## CHECK YOUR UNDERSTANDING
A. Condense the paragraph of the Mobile ALOHA passage that begins "The system became widely known" into a short bulleted list that keeps its main facts.
B. Proceed with the Mobile ALOHA passage, starting after its final sentence.

## EXTRACT TO READ

—————

Mobile ALOHA was presented in early 2024 by Zipeng Fu and Tony Z. Zhao, advised by Chelsea Finn at Stanford, and published at the Conference on Robot Learning. It extends the earlier stationary ALOHA tabletop system by mounting its two arms on a wheeled base and adding a whole-body teleoperation interface, so a human operator can drive both the arms and the base at once to demonstrate tasks that require moving through an environment, not just reaching across a table.
The system became widely known for a viral set of demonstrations: it could saute and serve shrimp, open a two-door wall cabinet to store heavy pots, call and ride an elevator, rinse a used pan under a running faucet, and more - bimanual, mobile, whole-body tasks of a kind robots had rarely performed autonomously. Crucially, the policies were learned by imitation from only about 50 human demonstrations per task, often co-trained with the existing static ALOHA datasets to boost performance.

—————

## PROVIDED MATERIAL
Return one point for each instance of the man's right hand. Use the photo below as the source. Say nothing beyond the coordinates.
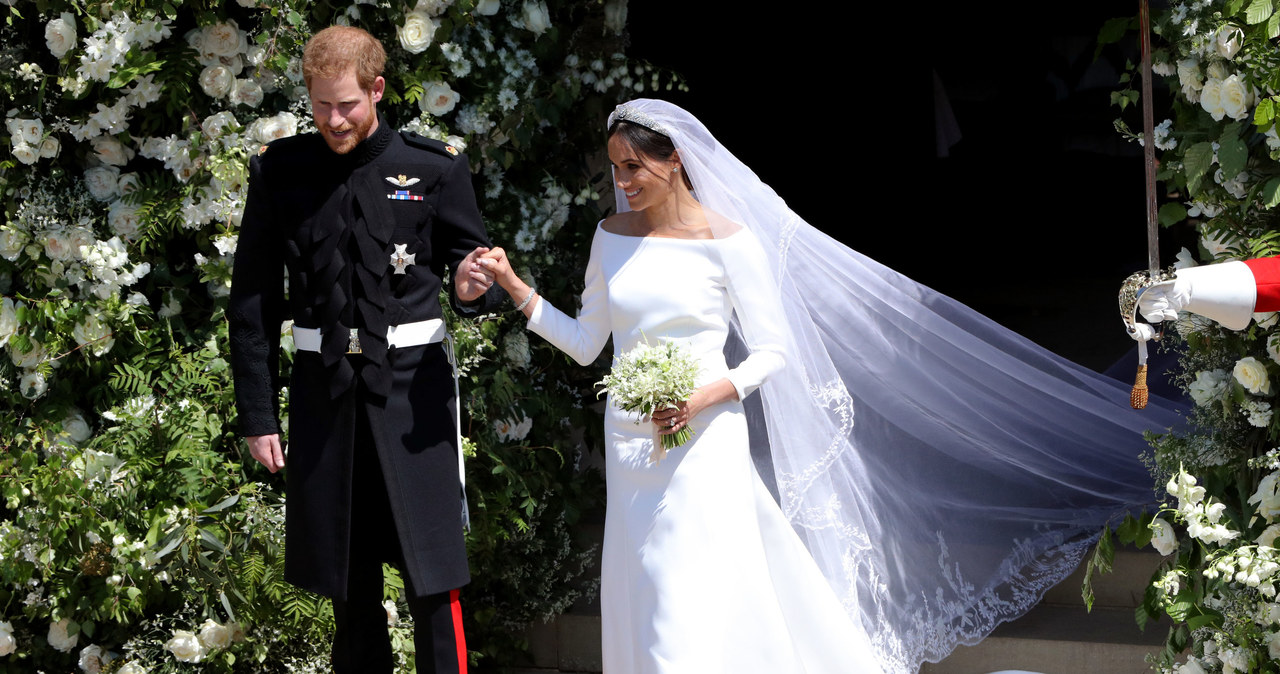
(268, 450)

—————

## PER-TASK OUTPUTS
A.
- Mobile ALOHA became widely known through a viral set of demonstrations.
- It sauteed and served shrimp, opened a two-door wall cabinet to store heavy pots, called and rode an elevator, and rinsed a used pan under a running faucet, among other tasks.
- Robots had rarely performed bimanual, mobile, whole-body tasks of this kind autonomously.
- Its policies were learned by imitation from only about 50 human demonstrations per task.
- They were often co-trained with the existing static ALOHA datasets to boost performance.

B.
Mobile ALOHA mattered for two reasons. First, the hardware was deliberately low-cost and open, putting capable bimanual mobile manipulation within reach of academic labs rather than only well-funded industry teams. Second, it was a vivid proof that complex, useful household skills can be taught through cheap teleoperation and imitation learning, reinforcing the data-driven, demonstration-first direction that robot learning has taken.